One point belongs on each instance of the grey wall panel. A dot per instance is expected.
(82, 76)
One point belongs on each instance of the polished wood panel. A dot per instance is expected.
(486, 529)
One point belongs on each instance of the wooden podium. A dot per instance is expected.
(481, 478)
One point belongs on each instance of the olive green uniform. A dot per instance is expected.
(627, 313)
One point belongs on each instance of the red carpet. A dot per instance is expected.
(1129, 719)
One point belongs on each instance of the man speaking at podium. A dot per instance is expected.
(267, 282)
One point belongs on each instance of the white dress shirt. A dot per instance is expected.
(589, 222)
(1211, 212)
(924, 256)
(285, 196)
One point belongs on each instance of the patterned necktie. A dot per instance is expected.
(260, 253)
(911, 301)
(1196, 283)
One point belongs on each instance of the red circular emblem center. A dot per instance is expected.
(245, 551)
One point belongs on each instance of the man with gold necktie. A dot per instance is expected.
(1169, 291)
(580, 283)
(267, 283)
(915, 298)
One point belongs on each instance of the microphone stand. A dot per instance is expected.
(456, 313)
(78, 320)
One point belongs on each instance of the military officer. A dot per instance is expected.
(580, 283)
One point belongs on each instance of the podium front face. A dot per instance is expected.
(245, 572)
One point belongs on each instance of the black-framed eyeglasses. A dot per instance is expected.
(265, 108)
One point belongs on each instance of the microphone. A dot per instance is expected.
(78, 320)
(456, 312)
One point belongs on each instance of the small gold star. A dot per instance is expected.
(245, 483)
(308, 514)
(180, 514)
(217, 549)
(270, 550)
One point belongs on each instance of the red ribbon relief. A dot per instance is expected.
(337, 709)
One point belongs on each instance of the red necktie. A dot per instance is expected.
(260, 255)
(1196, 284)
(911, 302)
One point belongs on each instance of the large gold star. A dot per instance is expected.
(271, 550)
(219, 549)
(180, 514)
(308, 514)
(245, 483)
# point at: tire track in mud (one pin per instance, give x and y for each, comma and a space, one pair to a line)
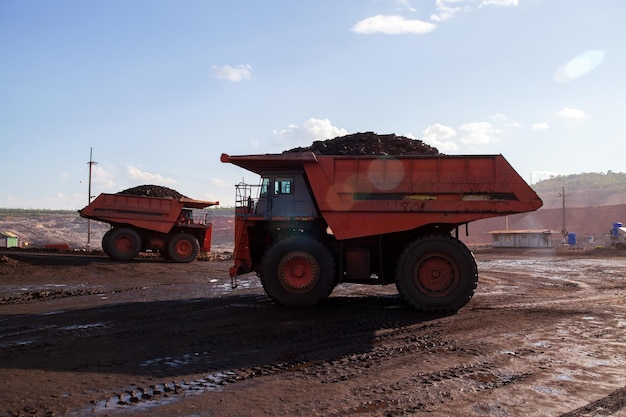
313, 352
325, 362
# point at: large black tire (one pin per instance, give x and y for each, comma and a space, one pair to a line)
123, 244
105, 241
298, 272
182, 248
436, 273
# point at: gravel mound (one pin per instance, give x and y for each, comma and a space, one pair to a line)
368, 143
152, 191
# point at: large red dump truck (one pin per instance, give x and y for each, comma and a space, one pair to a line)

=======

- WHAT IS NEEDED
Except for pictures, copy the records above exactly.

- WRITTEN SOLUTION
One point belongs on each instance of the grey wall panel. A dot per instance is expected.
(82, 76)
One point belongs on each instance of the polished wood panel. A dot per instance is expected.
(486, 529)
One point belongs on each instance of the wooden podium. A dot per instance is expected.
(481, 478)
One point belongs on each instance of the olive green uniform. A dot per instance is expected.
(627, 313)
One point belongs on each instance of the red carpet. A dot per instance is expected.
(1129, 719)
One point belongs on each instance of the man speaking at podium. A dot per instance is expected.
(267, 282)
One point belongs on each instance of the white dress shirt. A dot per instance is expected.
(589, 222)
(1211, 212)
(924, 256)
(285, 196)
One point belongs on each instance of the patterned necktie. A dot per instance is expected.
(260, 253)
(911, 301)
(1196, 283)
One point belongs on each instance of the red circular emblem center. A dot per instance is expected.
(245, 551)
One point belongs on each instance of the man with gold necktie. A dot per instance is expected.
(1169, 291)
(580, 283)
(267, 283)
(915, 298)
One point belongs on each instance of the microphone stand. A dot per instance is expected.
(456, 313)
(78, 320)
One point belongs on each instance of the military officer. A dot per instance is expected.
(580, 283)
One point belongs on each instance of the podium front face. A dot per instance is expected.
(245, 572)
One point belongs on each instance of the black-framed eyeglasses. A dot per instance is expected.
(265, 108)
One point belongs on each instance of the microphone. A dot per instance is expected.
(78, 320)
(456, 312)
One point belongs on each instance of the small gold star. A dot per instance is expected.
(245, 483)
(308, 514)
(180, 514)
(217, 549)
(270, 550)
One point belongs on each instance of the red ribbon relief. A dot per instance is expected.
(337, 709)
One point belongs on each instance of the red necktie. A dot per instance is expected.
(260, 255)
(1196, 284)
(911, 302)
One point belongs on each instance of the large gold star. A dot per instance is expected.
(271, 550)
(219, 549)
(180, 514)
(308, 514)
(245, 483)
# point at: tire track in mud (one pin per instance, give x and y for each, comma and a space, one pair to a line)
313, 352
325, 362
# point at: large black tire (one pin per instance, give x and y for each, comma and a space, one pair to a line)
123, 244
105, 241
298, 272
182, 248
436, 273
# point at: gravel mound (one pin per instance, give x and y for each, comma and a space, one pair to a line)
368, 143
152, 191
# point at: large red dump truck (one pin per instance, give x and y for each, comma and a space, one pair to a line)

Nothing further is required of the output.